= Bob Carlton =

English theatre director and writer (1950–2018)

Bob Carlton (23 June 1950 – 18 January 2018) was an English theatre director and writer. He is best known for creating and directing the jukebox musical Return to the Forbidden Planet, which won the Laurence Olivier Award for Best New Musical in both 1989 and 1990 and has been produced in many different countries around the world.

Carlton's hit musical combined rock'n'roll songs with some dialogue found in the works of William Shakespeare – primarily The Tempest – plus original action and dialogue adapting the plot and characters from Forbidden Planet, the 1956 science fiction film that play inspired. He also employed parts of this formula in 1984 with From A Jack To A King, a similar jukebox musical adaptation of Macbeth with dialogue written in iambic pentameter.

Carlton wrote several other plays and directed episodes of the television soap operas Brookside and Emmerdale Farm and the children's series Streetwise.

He was born in Coventry and attended King Henry VIII School, read drama at the University of Hull and, after graduation, won an Arts Council Trainee Director's Bursary to the Belgrade Theatre in his hometown of Coventry. He was later associate director at the Dukes Playhouse, Lancaster and York Theatre Royal before becoming artistic director of the London Bubble Theatre Company, a post he held from 1979 until 1983. It was during this time that he created and first staged Return to the Forbidden Planet.

From 1997 to 2014 he was the artistic director of the Queen's Theatre, Hornchurch. On 17 September 2014, it was announced that he was stepping down from the position to focus on his writing.

It was announced on 19 January 2018 that he had died from cancer the previous day.

Free-text descriptions of objects:

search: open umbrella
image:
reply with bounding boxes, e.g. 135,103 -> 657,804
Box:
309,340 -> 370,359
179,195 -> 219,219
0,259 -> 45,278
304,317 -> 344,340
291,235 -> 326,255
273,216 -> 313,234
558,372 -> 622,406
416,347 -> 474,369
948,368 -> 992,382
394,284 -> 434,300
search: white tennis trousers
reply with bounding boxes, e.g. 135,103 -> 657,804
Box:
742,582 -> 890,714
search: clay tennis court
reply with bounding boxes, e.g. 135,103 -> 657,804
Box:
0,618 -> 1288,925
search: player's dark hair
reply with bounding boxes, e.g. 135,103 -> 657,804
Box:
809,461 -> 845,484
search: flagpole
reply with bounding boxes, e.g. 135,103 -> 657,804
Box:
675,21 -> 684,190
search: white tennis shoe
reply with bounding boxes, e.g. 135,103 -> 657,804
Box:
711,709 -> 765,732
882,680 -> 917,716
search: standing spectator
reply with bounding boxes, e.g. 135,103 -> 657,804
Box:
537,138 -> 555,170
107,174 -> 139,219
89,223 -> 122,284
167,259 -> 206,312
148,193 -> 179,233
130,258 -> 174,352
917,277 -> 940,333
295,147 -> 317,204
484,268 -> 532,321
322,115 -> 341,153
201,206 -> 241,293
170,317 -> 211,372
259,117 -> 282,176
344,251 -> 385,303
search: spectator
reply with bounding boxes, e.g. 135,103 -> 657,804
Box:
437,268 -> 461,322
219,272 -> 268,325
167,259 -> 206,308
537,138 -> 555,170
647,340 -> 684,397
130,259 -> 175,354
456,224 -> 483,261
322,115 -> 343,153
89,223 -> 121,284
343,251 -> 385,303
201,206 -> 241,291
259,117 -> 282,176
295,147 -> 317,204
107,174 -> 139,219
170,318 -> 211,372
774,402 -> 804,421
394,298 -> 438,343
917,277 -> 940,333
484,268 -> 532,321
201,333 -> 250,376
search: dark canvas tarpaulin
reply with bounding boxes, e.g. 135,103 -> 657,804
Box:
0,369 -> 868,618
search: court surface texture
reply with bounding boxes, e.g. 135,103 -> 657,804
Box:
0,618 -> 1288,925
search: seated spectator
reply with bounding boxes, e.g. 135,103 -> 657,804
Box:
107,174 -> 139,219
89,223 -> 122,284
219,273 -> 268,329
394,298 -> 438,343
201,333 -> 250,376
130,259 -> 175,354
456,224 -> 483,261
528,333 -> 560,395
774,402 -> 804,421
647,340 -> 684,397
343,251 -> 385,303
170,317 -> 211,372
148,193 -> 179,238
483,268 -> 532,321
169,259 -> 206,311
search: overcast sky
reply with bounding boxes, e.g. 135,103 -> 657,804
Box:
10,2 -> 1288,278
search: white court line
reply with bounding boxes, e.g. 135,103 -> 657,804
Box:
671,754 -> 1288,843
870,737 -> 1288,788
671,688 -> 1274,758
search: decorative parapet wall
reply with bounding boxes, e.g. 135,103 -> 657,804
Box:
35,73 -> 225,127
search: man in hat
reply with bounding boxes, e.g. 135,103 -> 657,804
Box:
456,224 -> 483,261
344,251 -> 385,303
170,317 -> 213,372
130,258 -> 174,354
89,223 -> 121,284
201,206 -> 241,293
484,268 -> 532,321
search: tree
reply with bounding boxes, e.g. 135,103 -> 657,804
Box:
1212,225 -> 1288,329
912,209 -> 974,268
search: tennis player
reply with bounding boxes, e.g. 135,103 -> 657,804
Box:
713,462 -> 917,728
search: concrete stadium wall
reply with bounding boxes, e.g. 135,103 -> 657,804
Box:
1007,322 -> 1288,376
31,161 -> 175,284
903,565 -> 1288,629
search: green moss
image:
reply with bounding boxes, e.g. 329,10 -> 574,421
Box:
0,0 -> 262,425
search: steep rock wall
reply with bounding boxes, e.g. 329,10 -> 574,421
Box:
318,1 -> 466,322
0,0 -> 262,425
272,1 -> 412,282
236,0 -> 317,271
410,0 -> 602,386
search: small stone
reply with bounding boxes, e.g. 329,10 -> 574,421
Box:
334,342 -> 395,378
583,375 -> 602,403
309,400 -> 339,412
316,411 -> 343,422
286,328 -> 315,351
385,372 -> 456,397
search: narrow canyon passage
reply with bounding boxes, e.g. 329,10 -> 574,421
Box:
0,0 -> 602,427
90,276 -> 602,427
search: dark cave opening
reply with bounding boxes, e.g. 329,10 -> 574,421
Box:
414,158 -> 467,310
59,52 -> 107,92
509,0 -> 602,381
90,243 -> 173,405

CHECK YOUR UNDERSTANDING:
1. Copy the passage of the Bob Carlton article starting at "He was born" and ending at "the previous day.".
2. Summarize the Bob Carlton article in three sentences.
The material is separate from the Bob Carlton article.

EXPECTED OUTPUTS:
1.
He was born in Coventry and attended King Henry VIII School, read drama at the University of Hull and, after graduation, won an Arts Council Trainee Director's Bursary to the Belgrade Theatre in his hometown of Coventry. He was later associate director at the Dukes Playhouse, Lancaster and York Theatre Royal before becoming artistic director of the London Bubble Theatre Company, a post he held from 1979 until 1983. It was during this time that he created and first staged Return to the Forbidden Planet.

From 1997 to 2014 he was the artistic director of the Queen's Theatre, Hornchurch. On 17 September 2014, it was announced that he was stepping down from the position to focus on his writing.

It was announced on 19 January 2018 that he had died from cancer the previous day.

2. Bob Carlton (1950–2018) was an English theatre director and writer best known for creating and directing the jukebox musical Return to the Forbidden Planet, which won the Laurence Olivier Award for Best New Musical in 1989 and 1990. Born in Coventry, he directed episodes of Brookside, Emmerdale Farm and Streetwise. He was artistic director of the London Bubble Theatre Company from 1979 to 1983 and of the Queen's Theatre, Hornchurch, from 1997 to 2014, and he died from cancer on 18 January 2018.